• Supplied text:
○ ○ ○ ○

Two inventory systems, just-in-time and manufacturing resource planning, would be analyzed via this research paper. Their limitations and advantages would also be contrasted to prove a better inventory system. The APICs have defined Management Resource Planning (MRPII) as a method that allows for the effective planning of a manufacturing company. It is considered an ideal situation when this system is used to address all the various operational; planning units, financial planning, and even have a financial stimulation carried out to deal with “what-if” scenarios and the extension of the closed-loop.

This system is not considered to be a software function. It is rather a combination of people skills, the dedication to database accuracy, and computer resources. However, it is a company management concept that allows the company to make more effective use of human resources. Almost all such systems are modular in their structure. They include Mater Production schedule, Item Master data, Bill of materials, Production Resources data, Inventories and Orders, Material Requirement Planning, Shop Floor Control, Capacity planning, Standard costing, Cost management, Distribution resource planning, etc.

○ ○ ○ ○

• Records:
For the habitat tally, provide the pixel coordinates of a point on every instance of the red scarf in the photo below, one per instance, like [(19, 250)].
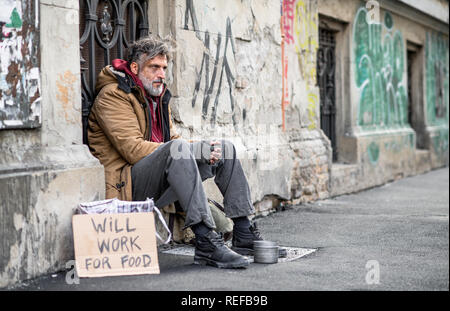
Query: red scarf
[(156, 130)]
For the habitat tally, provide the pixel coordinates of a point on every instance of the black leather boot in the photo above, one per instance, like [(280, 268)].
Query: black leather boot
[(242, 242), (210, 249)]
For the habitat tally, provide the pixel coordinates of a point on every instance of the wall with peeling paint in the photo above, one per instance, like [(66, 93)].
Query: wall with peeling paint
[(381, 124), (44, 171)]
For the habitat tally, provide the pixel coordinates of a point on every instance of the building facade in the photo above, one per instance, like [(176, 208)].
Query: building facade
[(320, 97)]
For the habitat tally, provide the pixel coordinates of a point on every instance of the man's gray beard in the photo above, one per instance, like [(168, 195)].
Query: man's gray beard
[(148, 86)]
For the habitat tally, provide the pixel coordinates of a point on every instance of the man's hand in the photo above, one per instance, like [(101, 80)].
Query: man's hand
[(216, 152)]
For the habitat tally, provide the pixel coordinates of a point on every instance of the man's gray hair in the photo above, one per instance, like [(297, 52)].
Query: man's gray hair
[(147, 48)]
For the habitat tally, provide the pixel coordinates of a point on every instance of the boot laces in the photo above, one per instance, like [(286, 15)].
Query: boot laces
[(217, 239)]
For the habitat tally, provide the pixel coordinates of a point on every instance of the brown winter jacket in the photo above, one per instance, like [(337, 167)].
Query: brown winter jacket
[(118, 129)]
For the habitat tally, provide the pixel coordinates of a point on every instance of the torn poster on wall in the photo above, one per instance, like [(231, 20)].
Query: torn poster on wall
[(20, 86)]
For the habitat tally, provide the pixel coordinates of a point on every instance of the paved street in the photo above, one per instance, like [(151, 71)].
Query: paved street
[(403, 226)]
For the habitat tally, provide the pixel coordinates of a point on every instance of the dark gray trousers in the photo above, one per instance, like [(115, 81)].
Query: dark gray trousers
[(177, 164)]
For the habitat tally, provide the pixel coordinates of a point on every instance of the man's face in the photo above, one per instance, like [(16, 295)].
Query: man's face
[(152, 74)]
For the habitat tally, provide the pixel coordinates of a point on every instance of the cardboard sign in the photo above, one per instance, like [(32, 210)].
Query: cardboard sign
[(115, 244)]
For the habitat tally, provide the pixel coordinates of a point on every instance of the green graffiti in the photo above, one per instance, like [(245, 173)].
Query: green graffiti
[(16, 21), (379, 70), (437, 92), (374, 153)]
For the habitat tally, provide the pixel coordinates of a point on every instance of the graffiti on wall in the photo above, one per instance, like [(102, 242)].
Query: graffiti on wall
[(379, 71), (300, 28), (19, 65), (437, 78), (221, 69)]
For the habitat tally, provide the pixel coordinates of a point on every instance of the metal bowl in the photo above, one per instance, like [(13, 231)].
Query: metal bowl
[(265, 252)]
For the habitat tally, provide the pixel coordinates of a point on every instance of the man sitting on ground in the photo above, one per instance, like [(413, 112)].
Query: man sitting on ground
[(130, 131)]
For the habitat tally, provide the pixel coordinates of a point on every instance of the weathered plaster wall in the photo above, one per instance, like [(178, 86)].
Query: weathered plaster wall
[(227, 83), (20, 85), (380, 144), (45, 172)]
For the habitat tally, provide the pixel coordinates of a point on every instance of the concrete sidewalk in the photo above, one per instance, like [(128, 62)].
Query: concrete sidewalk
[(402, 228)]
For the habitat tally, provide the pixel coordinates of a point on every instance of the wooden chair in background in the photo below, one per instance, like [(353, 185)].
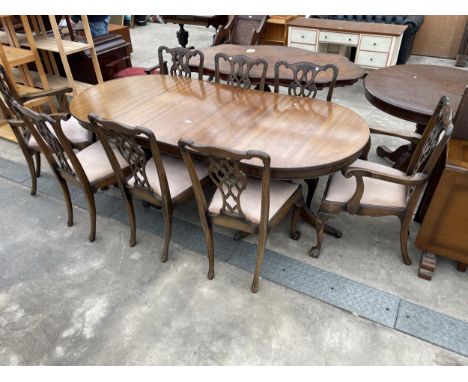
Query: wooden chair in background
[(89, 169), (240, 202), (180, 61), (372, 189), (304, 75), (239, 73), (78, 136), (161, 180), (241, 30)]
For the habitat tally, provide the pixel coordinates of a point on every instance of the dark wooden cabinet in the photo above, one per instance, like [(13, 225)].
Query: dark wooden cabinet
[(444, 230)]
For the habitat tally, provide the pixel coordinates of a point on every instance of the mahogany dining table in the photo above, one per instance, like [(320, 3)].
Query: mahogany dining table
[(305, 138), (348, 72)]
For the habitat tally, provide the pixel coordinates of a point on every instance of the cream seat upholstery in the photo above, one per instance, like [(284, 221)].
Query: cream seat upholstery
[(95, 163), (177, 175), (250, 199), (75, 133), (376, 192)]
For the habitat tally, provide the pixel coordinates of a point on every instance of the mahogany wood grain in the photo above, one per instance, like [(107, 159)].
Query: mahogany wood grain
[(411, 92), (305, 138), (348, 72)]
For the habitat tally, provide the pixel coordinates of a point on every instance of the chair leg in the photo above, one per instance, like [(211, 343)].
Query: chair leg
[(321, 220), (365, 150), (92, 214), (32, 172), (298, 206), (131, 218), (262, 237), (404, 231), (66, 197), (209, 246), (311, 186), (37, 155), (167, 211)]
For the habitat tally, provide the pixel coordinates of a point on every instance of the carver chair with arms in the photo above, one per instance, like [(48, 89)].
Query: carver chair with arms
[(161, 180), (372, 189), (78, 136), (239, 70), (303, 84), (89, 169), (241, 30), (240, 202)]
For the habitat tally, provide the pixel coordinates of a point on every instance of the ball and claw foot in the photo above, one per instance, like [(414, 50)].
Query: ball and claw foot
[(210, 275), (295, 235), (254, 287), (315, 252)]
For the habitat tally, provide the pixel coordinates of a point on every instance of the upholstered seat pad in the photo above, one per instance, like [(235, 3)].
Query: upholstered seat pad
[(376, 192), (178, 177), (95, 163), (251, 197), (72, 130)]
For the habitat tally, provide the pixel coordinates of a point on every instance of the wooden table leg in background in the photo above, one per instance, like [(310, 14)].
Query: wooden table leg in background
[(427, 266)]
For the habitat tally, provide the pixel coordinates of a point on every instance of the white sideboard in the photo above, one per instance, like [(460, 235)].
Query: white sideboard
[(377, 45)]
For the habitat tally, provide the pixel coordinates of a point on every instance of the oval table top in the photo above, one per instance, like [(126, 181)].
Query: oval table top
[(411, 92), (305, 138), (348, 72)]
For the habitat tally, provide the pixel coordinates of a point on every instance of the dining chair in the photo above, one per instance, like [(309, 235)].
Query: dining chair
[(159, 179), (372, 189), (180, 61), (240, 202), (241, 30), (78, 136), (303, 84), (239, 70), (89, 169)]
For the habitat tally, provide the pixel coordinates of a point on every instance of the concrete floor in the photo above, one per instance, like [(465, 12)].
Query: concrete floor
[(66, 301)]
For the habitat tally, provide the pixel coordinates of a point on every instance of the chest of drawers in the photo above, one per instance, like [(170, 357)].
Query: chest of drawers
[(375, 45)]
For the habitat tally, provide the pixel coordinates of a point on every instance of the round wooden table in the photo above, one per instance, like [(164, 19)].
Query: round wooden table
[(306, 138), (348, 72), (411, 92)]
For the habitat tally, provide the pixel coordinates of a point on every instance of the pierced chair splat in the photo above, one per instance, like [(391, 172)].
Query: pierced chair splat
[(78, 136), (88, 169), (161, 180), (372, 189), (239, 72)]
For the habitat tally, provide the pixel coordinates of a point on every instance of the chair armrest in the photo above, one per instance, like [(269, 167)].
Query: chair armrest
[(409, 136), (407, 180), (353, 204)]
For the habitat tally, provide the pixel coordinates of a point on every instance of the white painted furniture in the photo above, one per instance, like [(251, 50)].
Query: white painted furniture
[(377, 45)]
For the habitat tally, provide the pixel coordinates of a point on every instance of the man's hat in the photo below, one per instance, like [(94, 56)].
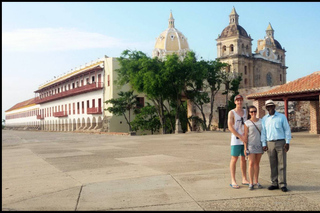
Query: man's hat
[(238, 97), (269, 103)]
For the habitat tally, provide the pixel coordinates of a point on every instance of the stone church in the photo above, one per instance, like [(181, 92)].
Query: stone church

○ ○ ○ ○

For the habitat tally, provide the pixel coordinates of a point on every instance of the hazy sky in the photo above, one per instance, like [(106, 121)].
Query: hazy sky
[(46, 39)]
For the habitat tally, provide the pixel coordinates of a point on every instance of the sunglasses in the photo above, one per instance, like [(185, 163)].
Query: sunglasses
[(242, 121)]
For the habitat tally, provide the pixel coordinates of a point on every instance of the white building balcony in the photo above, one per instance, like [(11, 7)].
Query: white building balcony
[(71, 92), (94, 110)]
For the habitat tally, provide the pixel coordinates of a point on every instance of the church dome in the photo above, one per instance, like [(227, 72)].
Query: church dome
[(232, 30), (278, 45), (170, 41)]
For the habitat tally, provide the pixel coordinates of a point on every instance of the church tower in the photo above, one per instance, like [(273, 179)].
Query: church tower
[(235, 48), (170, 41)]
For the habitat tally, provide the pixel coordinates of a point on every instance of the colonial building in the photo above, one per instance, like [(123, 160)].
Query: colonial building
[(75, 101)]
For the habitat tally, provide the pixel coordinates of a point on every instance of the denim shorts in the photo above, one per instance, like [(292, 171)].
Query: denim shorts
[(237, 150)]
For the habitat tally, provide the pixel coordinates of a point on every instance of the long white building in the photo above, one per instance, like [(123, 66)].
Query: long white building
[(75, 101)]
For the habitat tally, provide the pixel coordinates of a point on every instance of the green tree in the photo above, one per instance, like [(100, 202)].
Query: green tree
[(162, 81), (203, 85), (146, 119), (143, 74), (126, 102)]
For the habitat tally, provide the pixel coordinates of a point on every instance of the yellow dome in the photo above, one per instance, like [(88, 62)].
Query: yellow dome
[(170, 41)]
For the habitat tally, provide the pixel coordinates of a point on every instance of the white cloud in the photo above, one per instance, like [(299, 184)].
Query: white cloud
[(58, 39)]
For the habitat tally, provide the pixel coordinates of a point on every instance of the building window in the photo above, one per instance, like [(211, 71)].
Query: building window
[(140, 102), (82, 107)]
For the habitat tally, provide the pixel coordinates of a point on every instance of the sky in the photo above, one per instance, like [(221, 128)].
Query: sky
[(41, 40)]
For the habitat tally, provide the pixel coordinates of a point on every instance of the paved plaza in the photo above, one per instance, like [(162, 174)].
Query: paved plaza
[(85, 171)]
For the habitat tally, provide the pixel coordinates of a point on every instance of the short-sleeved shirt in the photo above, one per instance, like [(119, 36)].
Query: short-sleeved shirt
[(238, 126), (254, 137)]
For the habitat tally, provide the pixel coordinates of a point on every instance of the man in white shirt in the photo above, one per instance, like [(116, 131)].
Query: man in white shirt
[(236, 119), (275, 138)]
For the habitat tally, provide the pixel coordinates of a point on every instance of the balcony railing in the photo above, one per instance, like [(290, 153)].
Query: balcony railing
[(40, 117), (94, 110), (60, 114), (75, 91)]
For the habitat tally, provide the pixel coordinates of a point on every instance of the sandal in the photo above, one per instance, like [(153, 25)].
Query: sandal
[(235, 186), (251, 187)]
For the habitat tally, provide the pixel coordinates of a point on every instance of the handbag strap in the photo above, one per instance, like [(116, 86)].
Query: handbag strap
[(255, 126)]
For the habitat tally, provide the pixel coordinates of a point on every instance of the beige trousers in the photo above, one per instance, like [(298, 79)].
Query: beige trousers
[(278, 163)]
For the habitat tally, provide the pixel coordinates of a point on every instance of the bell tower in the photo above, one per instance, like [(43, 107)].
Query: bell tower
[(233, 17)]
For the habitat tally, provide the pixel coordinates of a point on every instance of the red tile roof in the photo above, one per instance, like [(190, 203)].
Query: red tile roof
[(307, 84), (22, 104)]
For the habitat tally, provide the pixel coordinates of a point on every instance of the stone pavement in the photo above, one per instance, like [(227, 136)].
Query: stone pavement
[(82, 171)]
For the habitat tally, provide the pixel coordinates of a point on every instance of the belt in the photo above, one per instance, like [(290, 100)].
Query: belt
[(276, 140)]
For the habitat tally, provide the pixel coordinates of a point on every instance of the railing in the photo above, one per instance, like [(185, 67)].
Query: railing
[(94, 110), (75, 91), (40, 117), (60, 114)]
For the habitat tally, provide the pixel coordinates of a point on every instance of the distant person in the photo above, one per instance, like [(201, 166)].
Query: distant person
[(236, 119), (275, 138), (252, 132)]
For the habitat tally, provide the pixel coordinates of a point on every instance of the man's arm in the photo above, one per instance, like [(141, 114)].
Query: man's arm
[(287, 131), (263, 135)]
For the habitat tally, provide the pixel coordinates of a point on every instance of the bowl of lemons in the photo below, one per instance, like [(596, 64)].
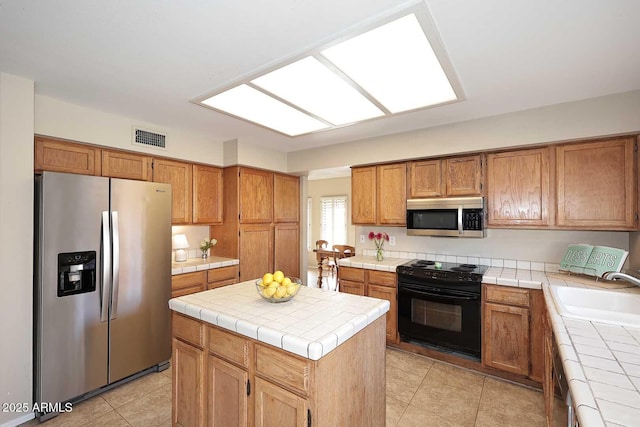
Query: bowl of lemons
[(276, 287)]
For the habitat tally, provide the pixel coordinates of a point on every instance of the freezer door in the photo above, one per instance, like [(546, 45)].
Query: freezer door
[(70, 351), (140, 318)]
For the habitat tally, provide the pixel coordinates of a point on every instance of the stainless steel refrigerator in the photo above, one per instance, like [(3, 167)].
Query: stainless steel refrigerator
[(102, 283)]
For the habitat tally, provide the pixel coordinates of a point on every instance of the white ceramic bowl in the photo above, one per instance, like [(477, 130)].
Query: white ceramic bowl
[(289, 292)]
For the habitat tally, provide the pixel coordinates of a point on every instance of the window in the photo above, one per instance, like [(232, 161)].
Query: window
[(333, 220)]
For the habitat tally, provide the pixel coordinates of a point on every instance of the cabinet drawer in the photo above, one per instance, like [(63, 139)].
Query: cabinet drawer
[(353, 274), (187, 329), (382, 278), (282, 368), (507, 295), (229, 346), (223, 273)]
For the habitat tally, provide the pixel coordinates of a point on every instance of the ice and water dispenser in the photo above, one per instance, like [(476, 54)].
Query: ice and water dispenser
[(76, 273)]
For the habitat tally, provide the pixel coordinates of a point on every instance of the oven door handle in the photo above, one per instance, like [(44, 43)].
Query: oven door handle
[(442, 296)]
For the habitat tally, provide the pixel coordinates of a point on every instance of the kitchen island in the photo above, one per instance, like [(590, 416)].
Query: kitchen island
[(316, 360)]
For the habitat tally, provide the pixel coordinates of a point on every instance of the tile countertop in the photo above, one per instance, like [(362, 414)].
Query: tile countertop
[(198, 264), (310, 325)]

○ ○ ○ ○

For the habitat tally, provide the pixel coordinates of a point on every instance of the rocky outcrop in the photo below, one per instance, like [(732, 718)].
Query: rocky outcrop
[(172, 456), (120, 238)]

○ ○ ○ ○

• Problems to work on:
(1) Rewrite the paragraph of the inventory systems text that begins "This system is not considered" as a short bulleted list that keeps its main facts.
(2) Please reproduce the inventory systems text word for word from "This system is not" up to and including "resource planning, etc.".
(3) Proceed with the inventory systems text, picking up after its last sentence.

• Answers in order:
(1)
- Not a software function, but a mix of people skills, dedication to database accuracy, and computer resources
- A company management concept that helps the company use human resources more effectively
- Almost always modular, with modules such as item master data, bill of materials, production resources data, inventories and orders, material requirement planning, shop floor control, capacity planning, standard costing, cost management, and distribution resource planning

(2)
This system is not considered to be a software function. It is rather a combination of people skills, the dedication to database accuracy, and computer resources. However, it is a company management concept that allows the company to make more effective use of human resources. Almost all such systems are modular in their structure. They include Mater Production schedule, Item Master data, Bill of materials, Production Resources data, Inventories and Orders, Material Requirement Planning, Shop Floor Control, Capacity planning, Standard costing, Cost management, Distribution resource planning, etc.

(3)
It also includes several ancillary systems: Business planning, Lot traceability, contract management, Tool Management, Engineering Change Control, Configuration Management, etc. Related systems such as general ledger, Accounts Payable, Sales Order Management, Project Management etc. The MRP II integrates such modules that allow easy exchange of data and information to be exchanged. Therefore, distinguishing it from the point solution approach, in which individual systems are used to help out a company project. By the very definition of this system, it is fully integrated or fully interfaced. (Davenport 1993).

Another type of inventory system is the just-in-time inventory system. It allows the return on the investment to be improved due to the reduction of time required to process the inventory and the other carrying costs associated with it. To achieve this sort of inventory system, the process has to have some signal devices that can relate to what is going on in another place. After implementing this inventory system, just-in-time, there can be substantial improvements in the organization’s return on investment, a factor behind having such an inventory system in the first place.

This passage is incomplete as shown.